- **Penggalan Dokumen**:
= = = = = = =
Inflasi rendah yang tengah dialami Indonesia belakangan ini menjadi topik perbincangan hangat di kalangan para pengamat ekonomi. Meski terkesan sebagai kabar baik, rendahnya tingkat inflasi ini justru memicu kekhawatiran di berbagai sektor. Sejumlah pakar menganggap kondisi ini sebagai sinyal adanya masalah mendalam dalam perekonomian yang perlu segera diatasi.
Sejak Juni 2023, Indonesia telah mengalami tren penurunan inflasi yang signifikan, bahkan mencatatkan angka inflasi terendah dalam sejarah negara pada 2024, yakni sebesar 1,57 persen. Dalam periode tersebut, Indonesia sempat mengalami deflasi selama lima bulan berturut-turut, yakni antara Mei hingga September 2024. Deflasi ini akhirnya berhenti setelah Indeks Harga Konsumen (IHK) menunjukkan sedikit kenaikan pada Oktober 2024.
Namun, meskipun inflasi yang rendah dapat menunjukkan stabilitas harga, sejumlah pengamat ekonomi justru melihatnya sebagai “alarm bahaya” bagi perekonomian Indonesia. BPS pada awal tahun ini juga melaporkan deflasi kembali terjadi pada Januari 2025, dengan tarif listrik sebagai salah satu penyebab utama, menyumbang deflasi sebesar 1,47 persen.
Menurut Andry Satrio Nugroho, Kepala Pusat Industri, Perdagangan, dan Investasi INDEF, fenomena inflasi rendah ini harus diwaspadai. Andry menilai ada dua masalah yang sedang mengintai: pertama, pelemahan daya beli masyarakat, dan kedua, tanda-tanda pelemahan ekonomi secara keseluruhan. “Ini sudah alarm bahaya menurut saya,” ujar Andry. Ia menambahkan bahwa industri manufaktur Indonesia terus menunjukkan laju pertumbuhan yang rendah dalam beberapa tahun terakhir, dengan penurunan yang konsisten dari 2022 hingga 2024.
= = = = = = =
- **Data yang Diberikan**:

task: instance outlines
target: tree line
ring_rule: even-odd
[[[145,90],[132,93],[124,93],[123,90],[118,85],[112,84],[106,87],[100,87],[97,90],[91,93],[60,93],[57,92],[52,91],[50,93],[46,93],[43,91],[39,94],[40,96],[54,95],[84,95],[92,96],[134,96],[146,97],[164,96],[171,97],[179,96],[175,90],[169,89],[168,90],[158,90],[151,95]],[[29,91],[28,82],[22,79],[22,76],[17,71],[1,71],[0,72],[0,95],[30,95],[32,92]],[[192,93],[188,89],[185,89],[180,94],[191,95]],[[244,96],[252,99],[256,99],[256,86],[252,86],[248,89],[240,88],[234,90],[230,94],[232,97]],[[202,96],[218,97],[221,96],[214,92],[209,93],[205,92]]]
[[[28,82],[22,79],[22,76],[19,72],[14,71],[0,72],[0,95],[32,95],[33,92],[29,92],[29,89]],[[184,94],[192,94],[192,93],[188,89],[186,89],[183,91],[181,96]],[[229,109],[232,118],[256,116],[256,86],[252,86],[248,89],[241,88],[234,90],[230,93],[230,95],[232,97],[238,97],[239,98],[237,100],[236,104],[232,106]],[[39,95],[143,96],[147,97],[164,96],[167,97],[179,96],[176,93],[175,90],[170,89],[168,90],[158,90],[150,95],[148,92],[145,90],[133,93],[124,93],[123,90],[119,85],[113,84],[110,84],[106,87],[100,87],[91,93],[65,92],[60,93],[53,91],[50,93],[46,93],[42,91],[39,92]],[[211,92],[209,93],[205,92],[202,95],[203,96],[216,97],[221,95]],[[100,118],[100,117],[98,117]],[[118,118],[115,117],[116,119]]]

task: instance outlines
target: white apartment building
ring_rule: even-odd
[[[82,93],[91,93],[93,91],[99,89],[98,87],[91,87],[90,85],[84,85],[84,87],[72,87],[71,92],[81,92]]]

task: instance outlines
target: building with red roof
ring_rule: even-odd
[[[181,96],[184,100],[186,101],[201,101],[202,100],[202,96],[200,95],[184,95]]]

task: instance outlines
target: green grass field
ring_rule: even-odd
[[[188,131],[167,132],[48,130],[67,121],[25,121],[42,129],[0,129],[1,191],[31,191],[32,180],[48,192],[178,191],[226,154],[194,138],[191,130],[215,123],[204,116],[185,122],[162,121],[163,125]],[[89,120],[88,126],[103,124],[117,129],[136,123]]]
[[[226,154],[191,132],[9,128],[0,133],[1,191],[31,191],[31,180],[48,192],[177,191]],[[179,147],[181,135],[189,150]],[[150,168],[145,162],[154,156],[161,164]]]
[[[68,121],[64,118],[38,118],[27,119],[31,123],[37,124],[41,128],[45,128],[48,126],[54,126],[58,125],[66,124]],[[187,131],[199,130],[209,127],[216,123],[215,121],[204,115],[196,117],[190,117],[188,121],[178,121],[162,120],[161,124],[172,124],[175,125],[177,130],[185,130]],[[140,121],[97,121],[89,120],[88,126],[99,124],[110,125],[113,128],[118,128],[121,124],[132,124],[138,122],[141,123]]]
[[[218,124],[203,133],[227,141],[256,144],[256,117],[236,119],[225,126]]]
= = = = = = =
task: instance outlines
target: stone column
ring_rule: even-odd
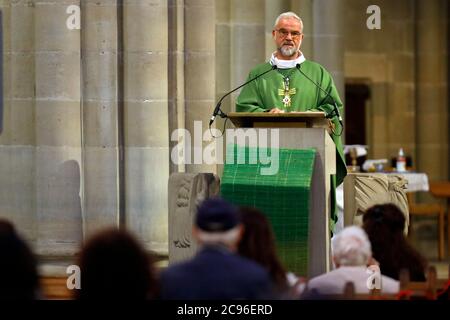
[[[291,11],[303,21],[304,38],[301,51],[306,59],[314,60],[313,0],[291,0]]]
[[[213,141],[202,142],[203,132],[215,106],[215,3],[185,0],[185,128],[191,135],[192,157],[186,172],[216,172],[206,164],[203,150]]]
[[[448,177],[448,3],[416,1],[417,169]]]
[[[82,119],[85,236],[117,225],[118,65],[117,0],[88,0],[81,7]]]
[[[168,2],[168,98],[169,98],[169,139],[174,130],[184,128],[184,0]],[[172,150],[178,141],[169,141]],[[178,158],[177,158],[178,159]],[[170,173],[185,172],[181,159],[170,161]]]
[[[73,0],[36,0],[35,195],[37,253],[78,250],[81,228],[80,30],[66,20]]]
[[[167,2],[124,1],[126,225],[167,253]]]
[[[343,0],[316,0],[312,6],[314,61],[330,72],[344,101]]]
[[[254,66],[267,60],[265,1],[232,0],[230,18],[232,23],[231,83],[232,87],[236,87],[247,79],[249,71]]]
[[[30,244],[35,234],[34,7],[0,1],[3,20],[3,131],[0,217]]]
= = = = = = =
- **Petunjuk Pengerjaan**:
1) Ketik ulang bagian teks tentang inflasi rendah di Indonesia, dimulai dari "Sejak Juni 2023, Indonesia" dan terus sampai "pada Oktober 2024.".
2) Jawab pertanyaan berikut berdasarkan teks tentang inflasi rendah di Indonesia.
(a) Berapa angka inflasi Indonesia pada 2024?
(b) Selama berapa bulan berturut-turut Indonesia mengalami deflasi pada 2024?
(c) Apa jabatan Andry Satrio Nugroho?
3) Lanjutkan teks tentang inflasi rendah di Indonesia mulai dari kalimat sesudah kalimat terakhirnya.

- **Jawaban Soal**:
1)
Sejak Juni 2023, Indonesia telah mengalami tren penurunan inflasi yang signifikan, bahkan mencatatkan angka inflasi terendah dalam sejarah negara pada 2024, yakni sebesar 1,57 persen. Dalam periode tersebut, Indonesia sempat mengalami deflasi selama lima bulan berturut-turut, yakni antara Mei hingga September 2024. Deflasi ini akhirnya berhenti setelah Indeks Harga Konsumen (IHK) menunjukkan sedikit kenaikan pada Oktober 2024.

2)
(a) 1,57 persen.
(b) Lima bulan, yakni Mei hingga September 2024.
(c) Kepala Pusat Industri, Perdagangan, dan Investasi INDEF.

3)
Salah satu faktor yang mendasari kondisi ini, menurut Andry, adalah pelemahan industri yang tidak mendapatkan perhatian serius dari pemerintah. Akibatnya, banyak perusahaan terpaksa melakukan pemutusan hubungan kerja (PHK) massal, yang semakin memperburuk daya beli masyarakat. “Industri terus melambat, orang kehilangan pekerjaan, dan konsumsi menurun,” lanjutnya. Andry pun mengajak Presiden Prabowo Subianto untuk segera turun tangan mengatasi persoalan ini, dengan langkah luar biasa guna memperbaiki kondisi industri dan perekonomian.
Sementara itu, Nailul Huda, Direktur Ekonomi Center of Economic and Law Studies (Celios), mengungkapkan pandangan serupa. Huda menilai inflasi yang rendah adalah akibat dari menurunnya konsumsi masyarakat, yang dipicu oleh tingginya angka PHK. “Jika permintaan menurun, ini seperti alarm bahaya yang harus segera diatasi,” jelas Huda. Ia mengingatkan bahwa kondisi serupa pernah terjadi pada tahun 2009 saat krisis ekonomi global dan selama pandemi COVID-19, ketika daya beli masyarakat anjlok tajam.
Huda juga memberikan saran konkret bagi pemerintah untuk meningkatkan daya beli masyarakat. Salah satunya dengan meniru kebijakan yang diterapkan negara seperti Vietnam dan India, yang menurunkan tarif pajak untuk mendorong konsumsi dan meningkatkan daya beli kelas menengah. “Saat daya beli meningkat, permintaan akan naik, dan inflasi biasanya akan mengikuti,” ungkapnya.
Dengan angka inflasi yang terus terjaga rendah, perekonomian Indonesia harus lebih waspada terhadap potensi dampak jangka panjang dari tren ini. Para ekonom sepakat bahwa, meskipun inflasi rendah dapat memberikan kestabilan harga, tanda-tanda stagnasi ekonomi yang lebih dalam perlu segera ditangani agar perekonomian Indonesia tidak terjebak dalam kondisi deflasi yang berkelanjutan.